Reproduce all of the data that follows, character for character.

--- start DATA FOR THIS EXERCISE ---

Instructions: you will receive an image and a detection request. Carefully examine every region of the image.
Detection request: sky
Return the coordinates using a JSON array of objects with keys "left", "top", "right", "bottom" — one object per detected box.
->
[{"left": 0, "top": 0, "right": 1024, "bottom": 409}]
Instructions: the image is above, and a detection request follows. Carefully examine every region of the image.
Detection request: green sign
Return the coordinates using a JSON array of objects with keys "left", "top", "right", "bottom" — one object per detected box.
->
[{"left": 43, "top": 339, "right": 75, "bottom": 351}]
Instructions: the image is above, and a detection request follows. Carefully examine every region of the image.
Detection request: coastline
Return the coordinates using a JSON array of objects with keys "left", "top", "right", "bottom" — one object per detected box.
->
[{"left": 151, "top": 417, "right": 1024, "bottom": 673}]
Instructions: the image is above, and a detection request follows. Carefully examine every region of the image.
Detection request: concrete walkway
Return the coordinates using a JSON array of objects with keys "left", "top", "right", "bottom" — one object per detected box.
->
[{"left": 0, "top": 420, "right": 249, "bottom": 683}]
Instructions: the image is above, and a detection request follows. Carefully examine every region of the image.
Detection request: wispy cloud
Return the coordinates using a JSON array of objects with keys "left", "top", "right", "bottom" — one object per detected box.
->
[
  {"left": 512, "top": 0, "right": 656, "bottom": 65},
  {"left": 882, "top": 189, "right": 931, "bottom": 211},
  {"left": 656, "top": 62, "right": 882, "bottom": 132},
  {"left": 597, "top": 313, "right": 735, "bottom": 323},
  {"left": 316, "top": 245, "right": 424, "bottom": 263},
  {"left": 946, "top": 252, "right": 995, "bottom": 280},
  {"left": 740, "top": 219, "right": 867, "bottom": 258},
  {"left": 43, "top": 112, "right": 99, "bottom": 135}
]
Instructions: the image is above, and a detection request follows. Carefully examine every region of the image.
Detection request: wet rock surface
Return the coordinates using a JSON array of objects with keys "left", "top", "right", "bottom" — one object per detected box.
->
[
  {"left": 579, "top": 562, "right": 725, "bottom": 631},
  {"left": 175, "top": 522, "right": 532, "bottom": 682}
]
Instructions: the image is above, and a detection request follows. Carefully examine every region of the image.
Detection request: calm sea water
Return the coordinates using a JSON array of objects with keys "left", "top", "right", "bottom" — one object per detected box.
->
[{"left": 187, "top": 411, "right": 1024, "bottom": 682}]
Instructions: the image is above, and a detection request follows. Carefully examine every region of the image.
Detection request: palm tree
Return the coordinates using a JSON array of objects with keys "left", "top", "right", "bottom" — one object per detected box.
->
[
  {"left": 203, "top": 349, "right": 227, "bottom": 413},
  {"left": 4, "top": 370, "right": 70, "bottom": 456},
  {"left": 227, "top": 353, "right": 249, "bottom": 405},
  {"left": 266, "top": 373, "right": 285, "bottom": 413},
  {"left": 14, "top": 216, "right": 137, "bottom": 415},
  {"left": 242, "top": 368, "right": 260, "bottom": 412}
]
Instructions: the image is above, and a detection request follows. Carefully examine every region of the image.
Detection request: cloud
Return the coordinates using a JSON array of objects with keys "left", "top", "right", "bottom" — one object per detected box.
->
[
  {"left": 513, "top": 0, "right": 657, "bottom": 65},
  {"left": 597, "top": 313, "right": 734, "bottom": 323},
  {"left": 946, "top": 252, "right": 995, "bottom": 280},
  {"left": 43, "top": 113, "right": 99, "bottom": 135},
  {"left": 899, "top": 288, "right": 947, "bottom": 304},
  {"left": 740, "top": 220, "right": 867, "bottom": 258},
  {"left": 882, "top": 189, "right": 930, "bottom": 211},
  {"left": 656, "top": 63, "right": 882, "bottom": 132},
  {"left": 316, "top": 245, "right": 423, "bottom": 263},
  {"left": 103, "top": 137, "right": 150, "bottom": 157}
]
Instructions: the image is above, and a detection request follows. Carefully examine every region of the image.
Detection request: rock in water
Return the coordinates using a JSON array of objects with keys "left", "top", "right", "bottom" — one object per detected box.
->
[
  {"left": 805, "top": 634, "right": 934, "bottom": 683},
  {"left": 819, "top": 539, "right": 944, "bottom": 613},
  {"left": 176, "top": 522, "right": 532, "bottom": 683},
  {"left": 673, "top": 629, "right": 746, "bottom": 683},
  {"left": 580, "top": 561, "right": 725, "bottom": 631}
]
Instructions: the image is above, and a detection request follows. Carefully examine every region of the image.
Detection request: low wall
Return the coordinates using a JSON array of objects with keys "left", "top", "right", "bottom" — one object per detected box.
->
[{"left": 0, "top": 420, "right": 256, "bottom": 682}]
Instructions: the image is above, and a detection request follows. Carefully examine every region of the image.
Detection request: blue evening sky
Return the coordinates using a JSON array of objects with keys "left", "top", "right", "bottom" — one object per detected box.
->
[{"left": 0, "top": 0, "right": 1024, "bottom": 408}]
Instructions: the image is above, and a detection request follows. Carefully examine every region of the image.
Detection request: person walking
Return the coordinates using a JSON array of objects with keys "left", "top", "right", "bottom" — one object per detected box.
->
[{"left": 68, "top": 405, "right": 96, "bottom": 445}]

--- end DATA FOR THIS EXERCISE ---

» **OUTPUT OF THE EXERCISE**:
Instructions: you will receive an image and a detection request. Carefully examine every region of the image.
Detection request: sky
Return the coordinates using a JSON array of objects with keys "left", "top", "right", "bottom" — one object per detected box.
->
[{"left": 0, "top": 0, "right": 1024, "bottom": 409}]
Instructions: the image is above, and a detection request follows. Carefully examine every region of the image.
Detection request: green sign
Return the coordinates using a JSON array of objects with keys "left", "top", "right", "bottom" — one object per detected box.
->
[{"left": 43, "top": 339, "right": 75, "bottom": 351}]
Instructions: the image is above, and a detection request follows. Carefully examine every region of the image.
Detection request: coastline
Return the coordinates using a JSON array of objects with keys "left", "top", "right", "bottom" — one object per detected box.
->
[{"left": 151, "top": 417, "right": 1024, "bottom": 673}]
Instructions: the image is above, and a detection request follows. Carefully examine every region of the image.
Detection request: concrete walkway
Return the coordinates using a JSON array of objects with keys "left", "top", "right", "bottom" — one object per detected box.
->
[{"left": 0, "top": 420, "right": 249, "bottom": 683}]
Instructions: the image is above, and a detection request follows. Carefully examine every region of the image.
Detection request: wispy cloud
Return the coordinates using a JSON array of objects with keys "left", "top", "right", "bottom" — one object per detected box.
->
[
  {"left": 512, "top": 0, "right": 656, "bottom": 65},
  {"left": 882, "top": 189, "right": 931, "bottom": 211},
  {"left": 656, "top": 62, "right": 882, "bottom": 132},
  {"left": 597, "top": 313, "right": 735, "bottom": 323},
  {"left": 316, "top": 245, "right": 424, "bottom": 263},
  {"left": 946, "top": 252, "right": 995, "bottom": 280},
  {"left": 740, "top": 219, "right": 867, "bottom": 258},
  {"left": 43, "top": 112, "right": 99, "bottom": 135}
]
Instructions: the image is above, and a detection request follows. Carefully examine every region of the image.
Detection request: wet rock surface
Return the coordinates using a JSON array of objects with keys "left", "top", "right", "bottom" — one object per detected box.
->
[
  {"left": 579, "top": 562, "right": 725, "bottom": 631},
  {"left": 175, "top": 522, "right": 532, "bottom": 682}
]
Instructions: the image is above, and a detection request follows. Carefully examine every region of the image.
Detection request: calm sea water
Return the coordinates using a JSON array of objects with keys "left", "top", "right", "bottom" — one object per detected box.
->
[{"left": 187, "top": 411, "right": 1024, "bottom": 682}]
Instructions: the image is above, and a detection request follows. Carefully examine every region of the image.
Detection request: palm tree
Return the coordinates using a JSON array of objects with keys "left", "top", "right", "bottom" — one object per detected box.
->
[
  {"left": 203, "top": 349, "right": 227, "bottom": 413},
  {"left": 4, "top": 370, "right": 70, "bottom": 456},
  {"left": 227, "top": 353, "right": 249, "bottom": 405},
  {"left": 266, "top": 373, "right": 285, "bottom": 413},
  {"left": 14, "top": 216, "right": 137, "bottom": 415},
  {"left": 242, "top": 368, "right": 260, "bottom": 412}
]
Instructions: the image is above, and a detection request follows. Carefully examine every region of the image.
Detection request: cloud
Return the coordinates using a JSON array of objects with keys "left", "top", "right", "bottom" — one object per detected box.
->
[
  {"left": 513, "top": 0, "right": 657, "bottom": 65},
  {"left": 597, "top": 313, "right": 734, "bottom": 323},
  {"left": 946, "top": 252, "right": 995, "bottom": 280},
  {"left": 43, "top": 113, "right": 99, "bottom": 135},
  {"left": 899, "top": 288, "right": 947, "bottom": 304},
  {"left": 740, "top": 220, "right": 867, "bottom": 258},
  {"left": 882, "top": 189, "right": 930, "bottom": 211},
  {"left": 656, "top": 63, "right": 882, "bottom": 132},
  {"left": 316, "top": 245, "right": 423, "bottom": 263},
  {"left": 103, "top": 137, "right": 150, "bottom": 157}
]
Instructions: the image is above, and a detection request follows. Carefully examine every region of the image.
Detection request: rock in water
Return the coordinates using a JSON array of objects with keys "left", "top", "right", "bottom" — one object per detected box.
->
[
  {"left": 805, "top": 634, "right": 934, "bottom": 683},
  {"left": 819, "top": 539, "right": 944, "bottom": 613},
  {"left": 176, "top": 522, "right": 532, "bottom": 683},
  {"left": 673, "top": 629, "right": 746, "bottom": 683},
  {"left": 580, "top": 561, "right": 725, "bottom": 631}
]
Instructions: the image is above, and a detection request follows. Carefully examine every region of the image.
Detection request: low wall
Return the coordinates using a JSON array of objects with keys "left", "top", "right", "bottom" — one object per detected box.
->
[{"left": 0, "top": 420, "right": 256, "bottom": 682}]
Instructions: the image is above, and a detection request follows. Carefully examine every region of the image.
Detection request: blue evening sky
Return the coordinates using a JSON array of objects with keys "left", "top", "right", "bottom" — one object per detected box.
->
[{"left": 0, "top": 0, "right": 1024, "bottom": 408}]
Instructions: the image is above, and a detection request follows. Carefully examine every region of the image.
Detection request: person walking
Return the coordinates using a JSON array of objects with keys "left", "top", "right", "bottom" — one object per detected box.
->
[{"left": 68, "top": 405, "right": 96, "bottom": 445}]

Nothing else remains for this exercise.